SHORT EXERCISE 1
From the listing below, pull out every line that contains the string "rubber", matching case exactly.

ARTICLE
▶

Recently, I had the fortune (or misfortune depending on how you look at it) of rewatching Christopher Nolan’s 2020 sci-fi heist.. thriller? film starring John David Washington and Robert Pattinson1 amongst others.
If you haven’t watched Tenet yet, I’m not sure I’d recommend it. It’s one of those films that seems to get more confusing the more you watch it. Any payoff gained from finally ‘understanding’ something is usually small and most revelatory moments are structural rather than thematic - think “Christ, I guess that makes a bit of sense now (fistful of anger)?” rather than “Oh damn! It was him all along!”.
Anyway, in Tenet a central concept is that of inversion: the ability to ‘invert’ yourself or other objects so that they travel in the opposite direction of time. From the object’s perspective, everything goes backwards and from the perspective of an external subject, the object appears to travel backwards.
Confused yet? Unhelpfully there are (many) diagrams online that try to explain this concept but which also end up making everything 100x more confusing,
Sidenote: I don’t think inversion can be explained well with a static picture like this - you need to animate it to make the concept more understandable.
Anyway, I’m not here to talk about Tenet per se, but what this convoluted, almost paradoxical concept reminds me of is badly written SQL.
SQL itself is a bit weird
To start off with, the basic structure of a SQL query is itself slightly cyclical,
SELECT
x,
y
FROM table t
WHERE t.x < 1
AND t.y > 10
Whilst the query starts with SELECT
this is not the order in which the statements are executed. In fact, we start with FROM
(where are we sourcing our data from?), followed by the WHERE
clause (what filtering conditions do we impose on our source?) and only then do we ‘cycle back up’ to the SELECT
clause.
It’s a weird concept to get used to at first and it often gets more complicated. Julia Evans talks about this in her excellent book on learning SQL. Here is how she conceptualises a SELECT
query (folks, you really should invest in her book by the way),
Death by subqueries
Back to Tenet: every time a character inverts the timeline in Tenet, a new ‘copy’ of the original person is made and now coexists with its past self at the same time.
The more frequently a character inverts, the more confusing it gets because you - the observer - now have to try to juggle more than one timeline (and all the ensuing possibilities) in your head at the same time.
My analogy for this in SQL is nested subqueries because, fundamentally, they encourage the observer to keep everything inside one’s head, concurrently, which is not practical. Here’s a simple example of a subquery that goes one level deep,
SELECT
contract_id,
total_claims
FROM
(SELECT
contract_id,
SUM(claims) AS total_claims
FROM contract_claims
GROUP BY contract_id) claims
WHERE total_claims > 10000
The business problem here is to extract all contracts with claims that breach a threshold of $10,000.
This query isn’t necessarily ideal but it’s a feasible approach. Where things get really narly is when subqueries become nested.

◀

EXCERPTED RECORDS
▶

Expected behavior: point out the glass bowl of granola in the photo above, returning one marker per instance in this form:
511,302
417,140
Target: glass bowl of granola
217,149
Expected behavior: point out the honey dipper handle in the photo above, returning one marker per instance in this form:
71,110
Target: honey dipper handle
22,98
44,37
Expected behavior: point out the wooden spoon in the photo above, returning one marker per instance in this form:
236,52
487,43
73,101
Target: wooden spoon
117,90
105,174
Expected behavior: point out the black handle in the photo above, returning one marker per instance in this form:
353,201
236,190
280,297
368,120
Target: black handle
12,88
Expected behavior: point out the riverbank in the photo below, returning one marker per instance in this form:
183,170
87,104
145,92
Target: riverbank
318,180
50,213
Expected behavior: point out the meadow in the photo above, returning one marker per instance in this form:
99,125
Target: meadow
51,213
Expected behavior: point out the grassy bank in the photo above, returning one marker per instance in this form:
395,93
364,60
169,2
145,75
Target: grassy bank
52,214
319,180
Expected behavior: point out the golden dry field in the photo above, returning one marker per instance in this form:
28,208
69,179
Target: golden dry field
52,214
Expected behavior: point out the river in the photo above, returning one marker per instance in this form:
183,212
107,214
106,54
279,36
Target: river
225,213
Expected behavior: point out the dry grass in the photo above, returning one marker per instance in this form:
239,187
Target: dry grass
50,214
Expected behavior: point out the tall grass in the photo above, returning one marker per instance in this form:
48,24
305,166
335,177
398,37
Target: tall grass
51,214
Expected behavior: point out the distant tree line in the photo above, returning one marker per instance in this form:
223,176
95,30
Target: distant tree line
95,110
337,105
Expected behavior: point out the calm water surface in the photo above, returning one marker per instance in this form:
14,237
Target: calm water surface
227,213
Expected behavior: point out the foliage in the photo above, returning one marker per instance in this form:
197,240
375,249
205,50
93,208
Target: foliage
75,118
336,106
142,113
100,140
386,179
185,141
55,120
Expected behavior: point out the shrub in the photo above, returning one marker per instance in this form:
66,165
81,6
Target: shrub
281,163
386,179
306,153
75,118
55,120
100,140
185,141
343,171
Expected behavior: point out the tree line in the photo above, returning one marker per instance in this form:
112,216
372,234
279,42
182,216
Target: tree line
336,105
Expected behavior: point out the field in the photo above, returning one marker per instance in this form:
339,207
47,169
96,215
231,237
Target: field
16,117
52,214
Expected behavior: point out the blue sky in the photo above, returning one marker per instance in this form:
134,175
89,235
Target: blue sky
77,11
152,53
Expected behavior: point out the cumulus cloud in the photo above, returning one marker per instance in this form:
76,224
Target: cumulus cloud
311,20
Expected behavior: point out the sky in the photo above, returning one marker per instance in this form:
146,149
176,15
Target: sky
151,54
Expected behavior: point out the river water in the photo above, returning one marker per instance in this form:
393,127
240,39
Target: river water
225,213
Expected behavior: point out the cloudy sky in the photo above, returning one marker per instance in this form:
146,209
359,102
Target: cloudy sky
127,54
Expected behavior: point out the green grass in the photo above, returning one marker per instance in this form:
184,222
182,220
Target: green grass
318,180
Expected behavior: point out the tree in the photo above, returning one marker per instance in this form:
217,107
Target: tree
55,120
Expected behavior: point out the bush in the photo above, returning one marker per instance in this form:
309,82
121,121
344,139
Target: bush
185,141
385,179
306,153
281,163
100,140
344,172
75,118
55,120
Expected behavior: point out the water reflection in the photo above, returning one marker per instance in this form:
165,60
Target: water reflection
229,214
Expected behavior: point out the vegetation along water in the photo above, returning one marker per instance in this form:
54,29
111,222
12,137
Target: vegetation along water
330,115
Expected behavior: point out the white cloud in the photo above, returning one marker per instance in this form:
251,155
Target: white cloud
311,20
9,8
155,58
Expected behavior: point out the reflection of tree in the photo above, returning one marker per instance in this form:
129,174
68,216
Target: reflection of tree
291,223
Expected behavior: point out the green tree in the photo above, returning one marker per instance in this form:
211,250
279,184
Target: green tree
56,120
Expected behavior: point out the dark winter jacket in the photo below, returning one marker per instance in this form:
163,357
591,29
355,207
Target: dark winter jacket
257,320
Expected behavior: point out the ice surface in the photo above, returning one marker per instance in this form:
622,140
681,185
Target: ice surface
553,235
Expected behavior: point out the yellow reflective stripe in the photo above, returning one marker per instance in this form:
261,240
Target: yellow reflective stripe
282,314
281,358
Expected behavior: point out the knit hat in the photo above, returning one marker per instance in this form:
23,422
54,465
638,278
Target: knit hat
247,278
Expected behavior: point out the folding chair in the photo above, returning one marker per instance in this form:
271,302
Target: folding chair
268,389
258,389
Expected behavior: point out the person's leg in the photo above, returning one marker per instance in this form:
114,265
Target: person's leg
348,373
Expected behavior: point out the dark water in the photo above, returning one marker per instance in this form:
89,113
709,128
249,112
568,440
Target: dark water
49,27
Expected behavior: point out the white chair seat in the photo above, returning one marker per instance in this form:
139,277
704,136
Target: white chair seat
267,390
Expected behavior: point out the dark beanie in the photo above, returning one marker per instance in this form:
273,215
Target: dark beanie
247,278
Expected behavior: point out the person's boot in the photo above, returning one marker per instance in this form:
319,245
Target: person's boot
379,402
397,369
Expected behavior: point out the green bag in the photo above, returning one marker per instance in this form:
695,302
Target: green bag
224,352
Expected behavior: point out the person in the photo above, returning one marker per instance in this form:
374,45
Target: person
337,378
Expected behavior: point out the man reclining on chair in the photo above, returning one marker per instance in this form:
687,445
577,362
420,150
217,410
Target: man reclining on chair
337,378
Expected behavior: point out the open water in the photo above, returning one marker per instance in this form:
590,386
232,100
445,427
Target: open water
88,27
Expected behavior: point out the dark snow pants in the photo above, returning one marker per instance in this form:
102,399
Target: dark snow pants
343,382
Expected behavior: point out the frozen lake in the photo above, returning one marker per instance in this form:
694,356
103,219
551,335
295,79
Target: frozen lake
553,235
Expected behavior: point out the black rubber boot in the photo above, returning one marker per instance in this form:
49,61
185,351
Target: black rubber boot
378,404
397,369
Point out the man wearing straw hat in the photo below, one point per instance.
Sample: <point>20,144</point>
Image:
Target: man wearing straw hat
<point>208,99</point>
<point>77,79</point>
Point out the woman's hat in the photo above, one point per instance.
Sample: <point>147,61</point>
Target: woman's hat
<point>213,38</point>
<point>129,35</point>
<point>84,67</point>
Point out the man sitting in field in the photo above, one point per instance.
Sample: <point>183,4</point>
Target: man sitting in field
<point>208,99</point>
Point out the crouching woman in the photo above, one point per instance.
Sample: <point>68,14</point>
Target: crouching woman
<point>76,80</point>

◀

SHORT EXERCISE 2
Carry the post above about Tenet and SQL forward from its final sentence.

EXERCISE RESPONSE 1
Expected behavior: point out the black rubber boot in the photo above, returning one marker per instance in this form:
Target: black rubber boot

EXERCISE RESPONSE 2
Suppose we didn’t have ready access to the contract_claims
table. Then,
SELECT
contract_id,
total_claim_size
FROM
(SELECT
contract_id,
SUM(claim_size) AS total_claim_size
FROM (SELECT
contract_id,
claim_size
FROM contract
JOIN claims ON contract.contract_id = claims.contract_id) contract_claims
GROUP BY contract_id) claims
WHERE total_claim_size > 10000
I’m already struggling to read this. The simple fact of the matter is that it’s not ‘natural’ to have to read this query from the ‘inside-out’ (which is precisely what must be done in this case).
Possible ‘Solution’ #1
A more natural approach would be to convert this expression into a series of CTEs like so,
WITH contract_claims AS (
SELECT
contract_id,
claim_size
FROM contract
JOIN claims ON contract.contract_id = claims.contract_id
),
claim_sizes AS (
SELECT
contract_id,
SUM(claim_size) AS total_claim_size
FROM contract_claims
GROUP BY contract_id
)
SELECT
contract_id,
total_claim_size
FROM claim_sizes
WHERE total_claim_size > 10000
This approach is easier to read because - as a human being - you can now read this with some semblance of ‘order’!
- First we get the claims for each contract
- Second we aggregate the claims amount for each contract
- Finally we filter out those contracts with total claims of less than $10,000
Possible ‘Solution’ #2
Another alternative solution is to encapsulate each ‘subquery’ into a temporary table. This has an advantage over pure CTEs in efficiency terms because CTEs - if repetitively scattered across a script - will be repeated in most underlying execution plans. Most SQL engines however can optimise temporary tables much easier.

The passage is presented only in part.